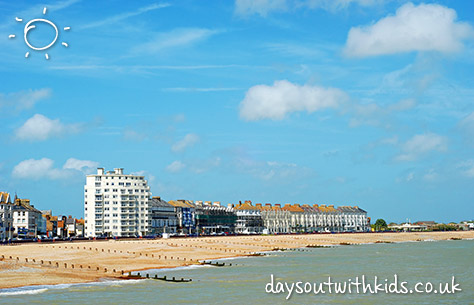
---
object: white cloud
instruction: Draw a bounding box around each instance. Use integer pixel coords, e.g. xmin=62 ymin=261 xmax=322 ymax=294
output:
xmin=349 ymin=98 xmax=416 ymax=127
xmin=15 ymin=114 xmax=82 ymax=141
xmin=171 ymin=133 xmax=200 ymax=152
xmin=344 ymin=2 xmax=474 ymax=57
xmin=12 ymin=158 xmax=56 ymax=180
xmin=380 ymin=135 xmax=398 ymax=145
xmin=130 ymin=28 xmax=219 ymax=54
xmin=459 ymin=112 xmax=474 ymax=142
xmin=239 ymin=80 xmax=348 ymax=121
xmin=122 ymin=129 xmax=147 ymax=142
xmin=423 ymin=168 xmax=438 ymax=182
xmin=12 ymin=158 xmax=98 ymax=180
xmin=63 ymin=158 xmax=99 ymax=175
xmin=0 ymin=88 xmax=51 ymax=112
xmin=235 ymin=0 xmax=287 ymax=16
xmin=131 ymin=170 xmax=156 ymax=184
xmin=162 ymin=87 xmax=240 ymax=92
xmin=234 ymin=157 xmax=313 ymax=181
xmin=395 ymin=133 xmax=448 ymax=161
xmin=303 ymin=0 xmax=384 ymax=11
xmin=166 ymin=160 xmax=186 ymax=173
xmin=80 ymin=3 xmax=170 ymax=30
xmin=457 ymin=160 xmax=474 ymax=178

◆ **INSTRUCTIONS FOR THE TASK**
Could each line of the data be written out exactly, with no pictures included?

◆ **ANSWER SECTION**
---
object: white cloud
instruction: Draw a bounding box around each instance. Use integer pixel coords, e.g. xmin=62 ymin=261 xmax=322 ymax=294
output:
xmin=349 ymin=98 xmax=416 ymax=127
xmin=15 ymin=114 xmax=82 ymax=141
xmin=171 ymin=133 xmax=200 ymax=152
xmin=344 ymin=2 xmax=474 ymax=57
xmin=12 ymin=158 xmax=56 ymax=180
xmin=380 ymin=135 xmax=398 ymax=145
xmin=130 ymin=28 xmax=219 ymax=54
xmin=459 ymin=112 xmax=474 ymax=142
xmin=239 ymin=80 xmax=348 ymax=121
xmin=122 ymin=129 xmax=147 ymax=142
xmin=423 ymin=168 xmax=438 ymax=182
xmin=12 ymin=158 xmax=98 ymax=180
xmin=63 ymin=158 xmax=99 ymax=175
xmin=0 ymin=88 xmax=51 ymax=112
xmin=235 ymin=0 xmax=287 ymax=16
xmin=131 ymin=170 xmax=156 ymax=184
xmin=162 ymin=87 xmax=240 ymax=92
xmin=234 ymin=157 xmax=313 ymax=181
xmin=395 ymin=133 xmax=448 ymax=161
xmin=303 ymin=0 xmax=384 ymax=11
xmin=166 ymin=160 xmax=186 ymax=173
xmin=80 ymin=3 xmax=170 ymax=30
xmin=457 ymin=160 xmax=474 ymax=178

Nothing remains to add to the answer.